» TASK DESCRIPTION
Write out every line of the rows below exactly as they appear, but leave the pictures out.

Recorded data
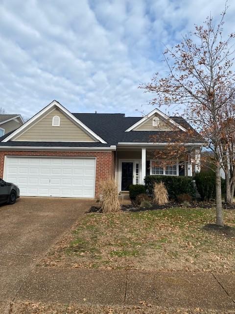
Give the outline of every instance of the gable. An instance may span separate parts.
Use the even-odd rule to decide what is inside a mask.
[[[22,125],[22,123],[21,123],[18,119],[14,119],[11,120],[5,123],[1,123],[0,124],[0,128],[3,129],[5,130],[5,134],[11,132],[15,130],[16,130],[18,128],[20,128]]]
[[[60,126],[52,126],[55,116],[60,118]],[[12,138],[13,141],[97,142],[80,126],[75,124],[61,110],[56,108],[41,117],[33,125],[20,135]]]
[[[158,127],[153,126],[153,119],[154,118],[159,119]],[[148,117],[142,124],[133,129],[133,131],[171,131],[175,130],[175,127],[173,126],[167,119],[162,118],[159,114],[155,114]]]

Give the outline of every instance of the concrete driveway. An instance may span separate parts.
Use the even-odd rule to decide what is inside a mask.
[[[14,300],[37,261],[94,202],[22,197],[0,207],[0,302]]]

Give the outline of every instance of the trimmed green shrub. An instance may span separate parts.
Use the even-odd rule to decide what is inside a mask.
[[[137,195],[145,193],[145,186],[142,184],[133,184],[129,187],[129,194],[131,200],[135,199]]]
[[[202,201],[215,198],[215,174],[213,171],[201,171],[195,176],[197,189]],[[221,178],[221,192],[225,193],[225,180]]]
[[[149,197],[148,195],[143,194],[142,193],[141,194],[139,194],[136,197],[136,203],[138,204],[138,205],[140,205],[142,203],[142,201],[148,201],[150,202],[151,201],[151,198]]]
[[[146,189],[150,194],[153,193],[154,183],[163,182],[168,192],[169,198],[176,200],[177,196],[187,194],[194,198],[196,194],[192,178],[175,176],[147,176],[144,179]]]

» RESULT
Give the outline of every instance of the gable. An instance may span separate parts.
Use the even-odd rule to decide what is inside a mask.
[[[22,125],[22,123],[21,123],[18,119],[14,119],[11,120],[5,123],[1,123],[0,124],[0,128],[3,129],[5,130],[5,134],[11,132],[15,130],[16,130],[18,128],[20,128]]]
[[[60,126],[52,126],[55,116],[60,118]],[[12,138],[13,141],[97,142],[80,126],[75,124],[61,110],[56,108],[41,117],[33,125],[20,135]]]
[[[158,127],[153,126],[153,119],[154,118],[159,119]],[[148,117],[142,124],[133,129],[133,131],[171,131],[175,130],[175,127],[173,126],[167,119],[162,118],[159,114],[155,114]]]

Give the outline of every instance of the concrete driveway. An instance may span separate parts.
Use the even-odd rule to decide what is inside a mask.
[[[14,300],[37,261],[94,202],[22,197],[0,207],[0,302]]]

Give the outline of every instance of the trimmed green shrub. An instance may span separate parts.
Use the even-odd rule to decide what is inside a mask.
[[[137,195],[145,193],[145,186],[142,184],[133,184],[129,187],[129,194],[131,200],[135,199]]]
[[[202,201],[215,198],[215,174],[213,171],[201,171],[195,176],[197,189]],[[221,178],[221,192],[225,193],[225,180]]]
[[[149,197],[148,195],[143,194],[142,193],[141,194],[139,194],[136,197],[136,203],[138,204],[138,205],[140,205],[142,203],[142,201],[148,201],[150,202],[151,201],[151,198]]]
[[[146,189],[150,194],[153,193],[154,183],[163,182],[168,192],[169,198],[176,200],[177,196],[187,194],[194,198],[196,194],[192,178],[175,176],[147,176],[144,179]]]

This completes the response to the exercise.